══ RAW DATA ══

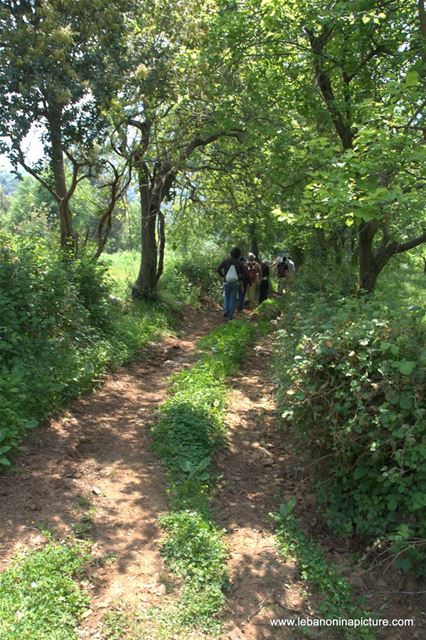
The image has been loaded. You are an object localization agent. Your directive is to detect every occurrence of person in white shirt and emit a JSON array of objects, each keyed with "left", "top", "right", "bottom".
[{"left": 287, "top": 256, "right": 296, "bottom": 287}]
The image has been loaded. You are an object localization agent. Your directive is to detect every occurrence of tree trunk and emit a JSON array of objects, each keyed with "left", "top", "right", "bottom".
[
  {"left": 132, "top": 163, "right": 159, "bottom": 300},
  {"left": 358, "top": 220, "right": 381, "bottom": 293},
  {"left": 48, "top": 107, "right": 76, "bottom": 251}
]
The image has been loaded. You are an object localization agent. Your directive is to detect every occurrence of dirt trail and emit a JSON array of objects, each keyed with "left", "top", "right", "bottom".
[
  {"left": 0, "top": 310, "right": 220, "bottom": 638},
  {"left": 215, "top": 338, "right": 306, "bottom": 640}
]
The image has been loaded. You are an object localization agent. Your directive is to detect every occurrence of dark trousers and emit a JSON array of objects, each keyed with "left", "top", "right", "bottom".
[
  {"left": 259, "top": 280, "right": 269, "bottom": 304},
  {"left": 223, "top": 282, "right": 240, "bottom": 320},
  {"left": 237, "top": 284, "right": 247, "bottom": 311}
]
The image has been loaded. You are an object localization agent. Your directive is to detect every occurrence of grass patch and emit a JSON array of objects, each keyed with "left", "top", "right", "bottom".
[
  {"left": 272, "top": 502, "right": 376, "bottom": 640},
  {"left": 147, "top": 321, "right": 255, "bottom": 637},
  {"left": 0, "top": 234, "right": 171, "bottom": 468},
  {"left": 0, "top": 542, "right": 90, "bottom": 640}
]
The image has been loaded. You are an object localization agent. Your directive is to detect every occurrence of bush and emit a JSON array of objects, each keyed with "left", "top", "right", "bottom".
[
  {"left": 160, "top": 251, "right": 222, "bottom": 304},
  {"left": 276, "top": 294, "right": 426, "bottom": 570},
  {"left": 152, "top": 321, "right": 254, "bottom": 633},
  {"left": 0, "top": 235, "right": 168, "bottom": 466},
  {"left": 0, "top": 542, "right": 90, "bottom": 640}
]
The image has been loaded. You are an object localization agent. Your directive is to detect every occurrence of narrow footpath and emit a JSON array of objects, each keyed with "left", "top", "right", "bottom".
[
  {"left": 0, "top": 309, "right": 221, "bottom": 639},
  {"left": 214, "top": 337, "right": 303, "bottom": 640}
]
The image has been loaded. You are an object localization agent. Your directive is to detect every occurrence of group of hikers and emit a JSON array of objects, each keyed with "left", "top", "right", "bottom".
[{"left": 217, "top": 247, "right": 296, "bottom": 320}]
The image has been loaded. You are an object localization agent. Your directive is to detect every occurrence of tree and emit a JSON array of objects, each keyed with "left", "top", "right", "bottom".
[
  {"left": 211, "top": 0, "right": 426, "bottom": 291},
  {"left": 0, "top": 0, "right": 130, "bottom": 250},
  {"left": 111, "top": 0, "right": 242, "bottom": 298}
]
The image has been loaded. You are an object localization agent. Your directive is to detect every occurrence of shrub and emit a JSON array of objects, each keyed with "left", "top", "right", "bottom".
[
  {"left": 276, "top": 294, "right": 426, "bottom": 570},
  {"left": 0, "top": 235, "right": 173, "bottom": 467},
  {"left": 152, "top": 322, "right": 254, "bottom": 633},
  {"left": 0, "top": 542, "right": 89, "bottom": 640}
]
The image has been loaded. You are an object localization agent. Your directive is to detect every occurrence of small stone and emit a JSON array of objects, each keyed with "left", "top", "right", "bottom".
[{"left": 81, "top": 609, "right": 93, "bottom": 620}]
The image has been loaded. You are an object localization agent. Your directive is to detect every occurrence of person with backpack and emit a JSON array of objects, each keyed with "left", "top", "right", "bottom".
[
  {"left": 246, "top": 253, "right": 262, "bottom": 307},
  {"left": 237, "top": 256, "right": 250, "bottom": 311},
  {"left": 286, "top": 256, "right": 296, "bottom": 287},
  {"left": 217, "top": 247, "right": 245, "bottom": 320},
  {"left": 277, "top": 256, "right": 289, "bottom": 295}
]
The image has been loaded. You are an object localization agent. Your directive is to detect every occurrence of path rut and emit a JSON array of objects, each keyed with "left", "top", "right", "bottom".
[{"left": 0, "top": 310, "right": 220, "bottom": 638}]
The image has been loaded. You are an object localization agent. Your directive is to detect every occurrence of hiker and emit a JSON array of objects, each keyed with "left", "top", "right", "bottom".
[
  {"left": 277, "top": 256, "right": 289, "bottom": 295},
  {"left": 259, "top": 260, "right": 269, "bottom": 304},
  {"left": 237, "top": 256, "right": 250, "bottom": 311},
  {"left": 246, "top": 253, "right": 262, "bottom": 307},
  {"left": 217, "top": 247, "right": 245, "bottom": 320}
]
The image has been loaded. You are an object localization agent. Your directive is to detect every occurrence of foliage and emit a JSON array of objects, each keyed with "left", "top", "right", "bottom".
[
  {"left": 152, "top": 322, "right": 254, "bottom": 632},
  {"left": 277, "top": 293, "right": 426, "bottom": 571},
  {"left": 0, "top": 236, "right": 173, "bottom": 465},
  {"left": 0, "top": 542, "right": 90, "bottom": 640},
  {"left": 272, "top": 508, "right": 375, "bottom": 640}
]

═══

> TASK DETAILS
Report each line of the material above that contains the string "tree".

> SOLUTION FOR THIS EXERCISE
The image has been loaded. You are an object localization agent. Your directive is to detect every occurrence of tree trunk and emit a JSON array of objects, each keyed with "left", "top", "right", "bottom".
The image has been loaded. You are an object localization agent. Your directive is to detect every occurrence of tree and emit a JSON array of objects, each keyed with "left", "top", "right", "bottom".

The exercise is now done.